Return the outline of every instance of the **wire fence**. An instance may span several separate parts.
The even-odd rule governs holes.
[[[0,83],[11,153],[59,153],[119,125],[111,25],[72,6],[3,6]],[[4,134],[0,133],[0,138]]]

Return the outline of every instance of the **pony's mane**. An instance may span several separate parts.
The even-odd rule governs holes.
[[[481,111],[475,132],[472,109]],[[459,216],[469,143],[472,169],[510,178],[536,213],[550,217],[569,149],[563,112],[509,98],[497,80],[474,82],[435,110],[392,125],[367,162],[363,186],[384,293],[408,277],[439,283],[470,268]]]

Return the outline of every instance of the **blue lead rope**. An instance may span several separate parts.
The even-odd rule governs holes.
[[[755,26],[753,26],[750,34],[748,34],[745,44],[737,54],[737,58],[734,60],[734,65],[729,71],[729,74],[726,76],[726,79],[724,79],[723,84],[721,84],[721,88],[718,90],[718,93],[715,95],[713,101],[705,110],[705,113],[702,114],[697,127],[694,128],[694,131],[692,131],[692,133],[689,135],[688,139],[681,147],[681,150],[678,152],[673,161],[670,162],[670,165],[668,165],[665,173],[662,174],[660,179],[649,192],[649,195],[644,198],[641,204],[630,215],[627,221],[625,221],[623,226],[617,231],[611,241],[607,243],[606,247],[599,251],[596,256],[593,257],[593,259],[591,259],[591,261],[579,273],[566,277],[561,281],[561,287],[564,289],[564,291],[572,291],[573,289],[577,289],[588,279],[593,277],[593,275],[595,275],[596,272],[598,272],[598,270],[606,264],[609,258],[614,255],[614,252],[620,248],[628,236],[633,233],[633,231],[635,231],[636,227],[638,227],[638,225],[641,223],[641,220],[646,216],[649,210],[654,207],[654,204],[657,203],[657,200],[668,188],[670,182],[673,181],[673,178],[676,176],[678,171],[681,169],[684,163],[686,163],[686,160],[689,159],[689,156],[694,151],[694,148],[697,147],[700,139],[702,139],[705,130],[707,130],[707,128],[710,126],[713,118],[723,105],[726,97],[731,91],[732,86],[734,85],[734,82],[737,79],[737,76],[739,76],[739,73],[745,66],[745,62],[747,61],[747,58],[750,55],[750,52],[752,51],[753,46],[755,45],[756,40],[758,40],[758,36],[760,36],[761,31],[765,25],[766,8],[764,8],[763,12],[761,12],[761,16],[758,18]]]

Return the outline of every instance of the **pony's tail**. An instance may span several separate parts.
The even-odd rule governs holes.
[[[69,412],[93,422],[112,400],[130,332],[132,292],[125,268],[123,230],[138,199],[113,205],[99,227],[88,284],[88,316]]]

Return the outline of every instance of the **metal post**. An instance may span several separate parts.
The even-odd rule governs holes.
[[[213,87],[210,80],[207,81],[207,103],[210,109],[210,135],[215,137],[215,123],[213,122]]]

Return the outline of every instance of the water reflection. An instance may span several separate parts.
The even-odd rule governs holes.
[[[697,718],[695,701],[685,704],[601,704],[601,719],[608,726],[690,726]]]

PROBLEM TO SOLVE:
Lines that contain "Return" are to be copied from the records above.

REPLY TO THE TASK:
Return the outline of every instance of the **wire fence**. An instance may span several separate parts.
Return the outline of every instance of the **pony's mane**. An instance may span several separate parts.
Return the outline of every instance of the **blue lead rope**. An instance may span several separate parts.
Return the outline of every instance of the **pony's tail**. An instance may span several separate parts.
Return the outline of every instance of the **metal post**. An instance may span several separate parts.
Return the outline of every instance of the water reflection. An instance may span several separate parts.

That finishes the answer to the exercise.